PROBLEM TO WORK ON: Hand back the entries below exactly.

Region pointing data
━━━━

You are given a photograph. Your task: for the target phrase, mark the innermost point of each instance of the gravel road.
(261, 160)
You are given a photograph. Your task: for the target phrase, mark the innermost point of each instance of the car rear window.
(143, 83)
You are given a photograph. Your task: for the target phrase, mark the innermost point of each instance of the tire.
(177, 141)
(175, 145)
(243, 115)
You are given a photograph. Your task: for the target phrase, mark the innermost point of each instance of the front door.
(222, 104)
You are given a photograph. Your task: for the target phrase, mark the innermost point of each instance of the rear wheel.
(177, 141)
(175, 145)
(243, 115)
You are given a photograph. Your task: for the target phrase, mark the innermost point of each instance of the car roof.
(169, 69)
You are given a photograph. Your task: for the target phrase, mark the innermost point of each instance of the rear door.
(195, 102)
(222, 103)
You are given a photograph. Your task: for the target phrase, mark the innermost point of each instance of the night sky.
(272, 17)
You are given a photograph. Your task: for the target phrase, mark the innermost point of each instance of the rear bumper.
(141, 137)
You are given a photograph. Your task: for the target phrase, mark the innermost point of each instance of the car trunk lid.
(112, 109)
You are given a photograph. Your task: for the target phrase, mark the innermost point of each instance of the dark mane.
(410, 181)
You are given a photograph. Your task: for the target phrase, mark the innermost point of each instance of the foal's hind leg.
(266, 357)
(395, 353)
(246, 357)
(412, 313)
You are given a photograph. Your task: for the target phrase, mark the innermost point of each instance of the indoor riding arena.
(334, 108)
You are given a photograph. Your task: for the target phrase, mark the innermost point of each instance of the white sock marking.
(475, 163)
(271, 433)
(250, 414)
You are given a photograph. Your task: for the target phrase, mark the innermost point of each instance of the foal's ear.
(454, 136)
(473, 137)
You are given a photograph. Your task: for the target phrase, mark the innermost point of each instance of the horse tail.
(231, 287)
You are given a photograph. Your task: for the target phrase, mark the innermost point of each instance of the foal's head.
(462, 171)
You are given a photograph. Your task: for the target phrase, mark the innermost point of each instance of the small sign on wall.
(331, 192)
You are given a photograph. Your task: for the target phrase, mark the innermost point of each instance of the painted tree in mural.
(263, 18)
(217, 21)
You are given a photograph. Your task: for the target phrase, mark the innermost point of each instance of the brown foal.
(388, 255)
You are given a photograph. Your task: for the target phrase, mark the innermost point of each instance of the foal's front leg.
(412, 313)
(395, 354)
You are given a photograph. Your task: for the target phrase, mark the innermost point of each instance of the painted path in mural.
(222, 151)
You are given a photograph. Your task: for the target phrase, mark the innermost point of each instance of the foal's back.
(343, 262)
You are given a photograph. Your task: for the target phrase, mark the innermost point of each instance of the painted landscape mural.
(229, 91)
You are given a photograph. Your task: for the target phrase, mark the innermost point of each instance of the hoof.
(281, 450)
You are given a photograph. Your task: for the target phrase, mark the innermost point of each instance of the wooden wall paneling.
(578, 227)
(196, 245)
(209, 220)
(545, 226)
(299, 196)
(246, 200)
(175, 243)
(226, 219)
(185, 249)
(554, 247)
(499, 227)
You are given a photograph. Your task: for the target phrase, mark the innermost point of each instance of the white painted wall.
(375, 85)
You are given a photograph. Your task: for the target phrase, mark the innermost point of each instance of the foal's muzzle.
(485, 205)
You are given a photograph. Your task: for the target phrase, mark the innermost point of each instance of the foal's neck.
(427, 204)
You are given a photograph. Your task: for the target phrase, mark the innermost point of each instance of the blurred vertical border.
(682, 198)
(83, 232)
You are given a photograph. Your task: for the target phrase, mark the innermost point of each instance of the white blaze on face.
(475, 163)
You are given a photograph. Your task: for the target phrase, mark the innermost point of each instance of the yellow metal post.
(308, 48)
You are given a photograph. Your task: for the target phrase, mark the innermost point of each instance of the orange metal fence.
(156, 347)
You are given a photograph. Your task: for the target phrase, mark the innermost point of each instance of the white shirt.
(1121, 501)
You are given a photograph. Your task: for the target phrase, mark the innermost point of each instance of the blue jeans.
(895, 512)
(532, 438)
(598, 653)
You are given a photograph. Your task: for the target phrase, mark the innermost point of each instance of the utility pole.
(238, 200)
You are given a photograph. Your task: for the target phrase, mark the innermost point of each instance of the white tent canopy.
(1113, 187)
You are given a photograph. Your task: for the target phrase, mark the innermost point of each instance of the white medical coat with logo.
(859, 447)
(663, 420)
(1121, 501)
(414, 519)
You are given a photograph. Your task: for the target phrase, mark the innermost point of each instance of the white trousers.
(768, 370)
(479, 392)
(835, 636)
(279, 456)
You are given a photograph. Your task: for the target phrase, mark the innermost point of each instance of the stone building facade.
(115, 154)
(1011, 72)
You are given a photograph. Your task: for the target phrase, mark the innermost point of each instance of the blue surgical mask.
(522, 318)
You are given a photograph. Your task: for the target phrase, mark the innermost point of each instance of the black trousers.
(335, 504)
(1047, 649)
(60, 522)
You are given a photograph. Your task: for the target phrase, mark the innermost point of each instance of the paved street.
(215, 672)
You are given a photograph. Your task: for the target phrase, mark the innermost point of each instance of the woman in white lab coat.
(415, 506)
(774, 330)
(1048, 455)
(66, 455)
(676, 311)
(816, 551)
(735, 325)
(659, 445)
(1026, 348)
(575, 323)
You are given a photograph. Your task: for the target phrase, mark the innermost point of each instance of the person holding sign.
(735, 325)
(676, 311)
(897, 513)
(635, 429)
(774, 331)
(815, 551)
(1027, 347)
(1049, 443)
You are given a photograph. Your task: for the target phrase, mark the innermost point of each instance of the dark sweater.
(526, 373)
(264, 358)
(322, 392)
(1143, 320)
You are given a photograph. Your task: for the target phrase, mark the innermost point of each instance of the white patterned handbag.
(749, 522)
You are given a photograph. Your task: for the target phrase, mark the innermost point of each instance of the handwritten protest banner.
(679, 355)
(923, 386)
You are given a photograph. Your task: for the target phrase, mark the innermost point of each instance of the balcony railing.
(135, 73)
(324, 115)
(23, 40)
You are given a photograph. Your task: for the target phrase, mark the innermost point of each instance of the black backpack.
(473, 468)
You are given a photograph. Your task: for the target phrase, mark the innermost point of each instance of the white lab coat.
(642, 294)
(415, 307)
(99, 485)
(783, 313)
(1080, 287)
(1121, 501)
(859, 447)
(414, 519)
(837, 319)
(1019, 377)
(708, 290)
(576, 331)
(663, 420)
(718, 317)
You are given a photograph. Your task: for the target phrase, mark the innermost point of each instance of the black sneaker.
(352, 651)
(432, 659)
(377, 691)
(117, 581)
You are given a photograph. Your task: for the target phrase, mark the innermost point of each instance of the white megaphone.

━━━━

ANSWER TO THE EXERCISE:
You are given a photograph. Your task: for the target phrase, mark the innermost point of each instance of the gravel road.
(261, 160)
You are given a photograph. Your task: for the target phrase, mark the innermost point of each instance of the car rear window.
(143, 83)
You are given a photograph. Your task: for the target phrase, mark the innermost point of each instance of the tire.
(177, 141)
(175, 145)
(243, 115)
You are given a photograph. Your task: for the target phrase, mark the innermost point of each instance of the front door.
(222, 104)
You are given a photograph. Your task: for the target phrase, mark the innermost point of each instance of the rear wheel.
(177, 141)
(175, 145)
(243, 115)
You are given a photograph. Your task: for the target phrase, mark the innermost point of each instance of the car roof.
(169, 69)
You are given a photograph. Your task: for the target phrase, mark the innermost point of each instance of the rear door.
(195, 102)
(222, 103)
You are given a photograph. Your task: for the target phrase, mark the innermost point of each instance of the night sky.
(272, 17)
You are given a photograph. Your task: for the target phrase, mark the innermost point of each instance of the rear bumper.
(141, 137)
You are given a photograph. Your task: for the target phrase, mark the innermost point of each instance of the car trunk lid.
(112, 109)
You are given a photograph. Your task: for the target phrase, mark the innermost point of each instance of the dark mane.
(410, 181)
You are given a photograph. Your task: for the target phrase, mark the innermost point of each instance of the foal's hind leg.
(266, 357)
(395, 353)
(246, 357)
(412, 313)
You are given a photograph. Your task: for the target phrase, mark the innermost point of each instance of the indoor riding arena.
(334, 108)
You are given a photograph. Your task: for the target phrase, mark the innermost point of each instance of the white sock marking.
(475, 163)
(271, 433)
(250, 414)
You are given a photograph. Your task: for the target phrase, mark the innermost point of each instance of the foal's ear.
(454, 136)
(473, 137)
You are given a photograph. Your task: for the target phrase, mark the innermost point of each instance of the horse tail.
(231, 287)
You are given a photograph. Your task: for the target phrase, mark the innermost point of each instance of the foal's head.
(462, 171)
You are given a photograph. Your task: for the target phrase, mark the innermost point of each instance of the small sign on wall.
(331, 192)
You are given a photograph. Your task: for the target phrase, mark the innermost point of each instance of the painted tree in mural.
(263, 18)
(217, 21)
You are given a photograph. Your task: for the target phrase, mark the innermost point of each instance of the brown foal.
(388, 255)
You are given a photograph. Your task: for the target phrase, mark the innermost point of each instance of the foal's front leg.
(412, 313)
(395, 354)
You are given a photograph. Your task: for the target phrase, mark the innermost point of each instance of the painted path in mural.
(222, 151)
You are given a photograph. Your task: for the target phrase, mark the innermost point of each instance of the foal's back.
(343, 262)
You are given a photograph. Your task: for the target phrase, mark the innermost point of each instance of the painted landscape mural.
(229, 91)
You are given a photograph. Your task: for the target phrase, mark the innermost point of each instance of the hoof.
(281, 450)
You are given a photograph. Your task: for the target phrase, mark the innermost point of each instance of the wooden wall paneling.
(578, 227)
(196, 245)
(209, 220)
(545, 226)
(299, 196)
(246, 200)
(175, 243)
(226, 219)
(185, 249)
(554, 247)
(499, 227)
You are given a photograph. Your task: for the target phrase, mark the innermost point of each instance of the white painted wall.
(375, 85)
You are given a photograph. Your task: for the target phrase, mark the innermost point of each instance of the foal's muzzle.
(485, 205)
You are given a photograph. Your task: for the target phrase, mark the innermost point of each instance of the foal's neck.
(427, 204)
You are given a photograph. Your task: for the target phrase, mark the innermost point of each instance of the blurred vertical border.
(682, 198)
(83, 232)
You are given a photograph. Your task: for the target phrase, mark the innermost point of each instance of the white blaze on face.
(475, 163)
You are given a photograph. Your task: for the target phrase, mark the innermost point of each instance of the yellow metal post.
(308, 48)
You are given a photograph. Your task: for the target phrase, mark the innermost point of each instance of the orange metal fence.
(156, 347)
You are given a photograph. Your task: for the target phrase, mark the innermost point of each instance of the white shirt.
(1121, 501)
You are given a photograph. Your task: for the target phrase, mark the innermost point of each instance of the blue jeans.
(895, 512)
(532, 438)
(598, 653)
You are given a photograph. Your task: for the target phrase, mark the innermost point of each instance of the utility pole.
(238, 200)
You are given a photograph. Your task: for the target phrase, mark the innermost point of each instance of the white tent canopy.
(1113, 187)
You are given a photograph. Your task: for the target phrase, mark the innermost point of each instance of the white medical coat with logo.
(859, 447)
(663, 420)
(1121, 501)
(414, 519)
You are given a photograph. Your task: for the target phrase, mark the innermost point of each instance of the white trousers.
(768, 370)
(479, 392)
(835, 636)
(279, 456)
You are given a photograph. Your task: for the target phrase, mark the innermost point of each instance of the stone building facade.
(115, 154)
(1011, 72)
You are given a photograph. Your task: for the target phrase, mark the innermost point of each instance of the blue surgical mask.
(522, 318)
You are given a photograph. Your task: for the target phrase, mark the innermost point of each instance of the black trousers.
(335, 504)
(1047, 649)
(60, 522)
You are given a photograph. Your task: for the target phrase, mark the innermost point of each instance of the paved street.
(215, 672)
You are given a photograph. Your task: for the target phrase, mark the innermost point of each instance of the woman in white lab coat.
(415, 506)
(774, 330)
(1048, 455)
(66, 455)
(676, 311)
(816, 551)
(735, 325)
(659, 445)
(1026, 348)
(575, 323)
You are given a photograph. Your task: for the target phrase, mark the innermost point of each instance of the person holding sign.
(735, 325)
(676, 311)
(897, 513)
(635, 429)
(774, 331)
(815, 551)
(1027, 347)
(1049, 443)
You are given a photograph. Your task: for the target phrase, mark the innermost point of each instance of the dark sweater.
(526, 373)
(264, 358)
(322, 392)
(1143, 320)
You are given a photograph. Your task: for the target phrase, mark the innermost point of each instance of the white patterned handbag.
(749, 522)
You are given a photograph. Your task: for the target phrase, mark the innermost point of each instance of the handwritten protest banner.
(679, 355)
(923, 386)
You are given a photograph. Your task: for the target phrase, mark the innermost point of each instance of the balcony railing.
(135, 73)
(324, 115)
(23, 40)
You are given a photograph. Your task: for the target phrase, mark the innermost point of each instance of the black backpack.
(473, 468)
You are given a photograph. Your task: for the target phrase, mark the innermost point of each instance of the white lab coat.
(642, 294)
(415, 307)
(99, 485)
(783, 313)
(1080, 287)
(1121, 501)
(859, 447)
(414, 519)
(837, 319)
(1019, 377)
(708, 290)
(576, 331)
(663, 420)
(718, 317)
You are given a photograph. Your task: for the target phrase, mark the innermost point of each instance of the black sneaker.
(352, 651)
(432, 659)
(377, 691)
(117, 581)
You are given a photograph. Your task: for the target phrase, mark the innermost point of each instance of the white megaphone.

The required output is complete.